-------- Information shown
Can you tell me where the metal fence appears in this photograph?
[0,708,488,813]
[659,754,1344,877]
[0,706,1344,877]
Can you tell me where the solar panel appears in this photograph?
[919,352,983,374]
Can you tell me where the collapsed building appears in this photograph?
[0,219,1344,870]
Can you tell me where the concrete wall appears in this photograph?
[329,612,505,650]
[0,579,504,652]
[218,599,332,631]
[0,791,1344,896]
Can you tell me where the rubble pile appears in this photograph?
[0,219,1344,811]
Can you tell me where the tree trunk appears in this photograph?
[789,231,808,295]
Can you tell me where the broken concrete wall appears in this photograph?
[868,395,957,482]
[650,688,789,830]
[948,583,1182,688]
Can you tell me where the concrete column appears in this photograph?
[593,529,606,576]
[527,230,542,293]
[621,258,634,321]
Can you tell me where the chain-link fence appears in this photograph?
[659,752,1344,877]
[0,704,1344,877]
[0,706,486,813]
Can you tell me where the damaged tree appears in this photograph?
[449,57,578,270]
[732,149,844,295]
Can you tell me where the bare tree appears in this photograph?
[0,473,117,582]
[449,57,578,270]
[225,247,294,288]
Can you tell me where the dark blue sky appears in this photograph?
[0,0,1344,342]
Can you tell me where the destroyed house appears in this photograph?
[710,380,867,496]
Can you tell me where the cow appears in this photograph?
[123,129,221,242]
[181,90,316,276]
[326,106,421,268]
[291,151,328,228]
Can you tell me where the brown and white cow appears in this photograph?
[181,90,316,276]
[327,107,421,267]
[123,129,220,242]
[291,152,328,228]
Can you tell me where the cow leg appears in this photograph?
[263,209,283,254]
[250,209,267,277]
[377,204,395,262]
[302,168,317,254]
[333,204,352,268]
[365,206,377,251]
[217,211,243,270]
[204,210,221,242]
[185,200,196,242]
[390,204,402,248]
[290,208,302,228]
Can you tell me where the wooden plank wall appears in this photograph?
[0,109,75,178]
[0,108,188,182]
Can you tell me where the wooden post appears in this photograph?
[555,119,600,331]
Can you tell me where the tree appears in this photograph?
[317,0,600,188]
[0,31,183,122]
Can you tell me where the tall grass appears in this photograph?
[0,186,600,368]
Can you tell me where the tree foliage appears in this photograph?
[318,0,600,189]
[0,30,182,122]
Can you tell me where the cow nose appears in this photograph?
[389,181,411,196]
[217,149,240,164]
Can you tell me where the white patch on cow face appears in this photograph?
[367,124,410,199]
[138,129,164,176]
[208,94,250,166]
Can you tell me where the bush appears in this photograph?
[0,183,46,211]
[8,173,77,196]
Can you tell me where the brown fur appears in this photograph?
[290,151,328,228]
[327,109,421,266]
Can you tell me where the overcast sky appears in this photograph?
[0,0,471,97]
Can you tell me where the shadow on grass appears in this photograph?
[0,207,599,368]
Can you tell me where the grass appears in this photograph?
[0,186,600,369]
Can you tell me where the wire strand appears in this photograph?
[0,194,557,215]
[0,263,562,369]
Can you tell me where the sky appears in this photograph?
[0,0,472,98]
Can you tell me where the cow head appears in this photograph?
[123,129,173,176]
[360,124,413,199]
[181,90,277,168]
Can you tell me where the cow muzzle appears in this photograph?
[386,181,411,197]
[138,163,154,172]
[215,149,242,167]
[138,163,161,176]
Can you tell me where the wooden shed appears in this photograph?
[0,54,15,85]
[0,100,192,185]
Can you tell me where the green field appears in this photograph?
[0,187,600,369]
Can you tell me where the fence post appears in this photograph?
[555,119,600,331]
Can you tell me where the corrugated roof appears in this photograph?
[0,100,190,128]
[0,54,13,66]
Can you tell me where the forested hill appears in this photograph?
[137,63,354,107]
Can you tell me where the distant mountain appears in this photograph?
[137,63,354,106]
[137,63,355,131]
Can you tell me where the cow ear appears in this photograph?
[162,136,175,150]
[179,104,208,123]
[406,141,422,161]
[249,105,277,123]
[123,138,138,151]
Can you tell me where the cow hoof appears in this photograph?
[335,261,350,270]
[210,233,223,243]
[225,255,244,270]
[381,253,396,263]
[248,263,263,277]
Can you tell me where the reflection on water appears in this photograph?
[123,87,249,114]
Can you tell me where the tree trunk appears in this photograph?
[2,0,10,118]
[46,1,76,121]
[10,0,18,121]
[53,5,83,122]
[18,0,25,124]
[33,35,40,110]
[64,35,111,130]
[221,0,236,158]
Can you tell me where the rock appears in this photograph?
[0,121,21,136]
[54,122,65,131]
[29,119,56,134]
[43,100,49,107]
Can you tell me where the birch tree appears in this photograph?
----------------
▶ [Stated task]: Count the lines in the material above that contain the word "wooden", and reply with that number alone.

▶ [Response to this exercise]: 3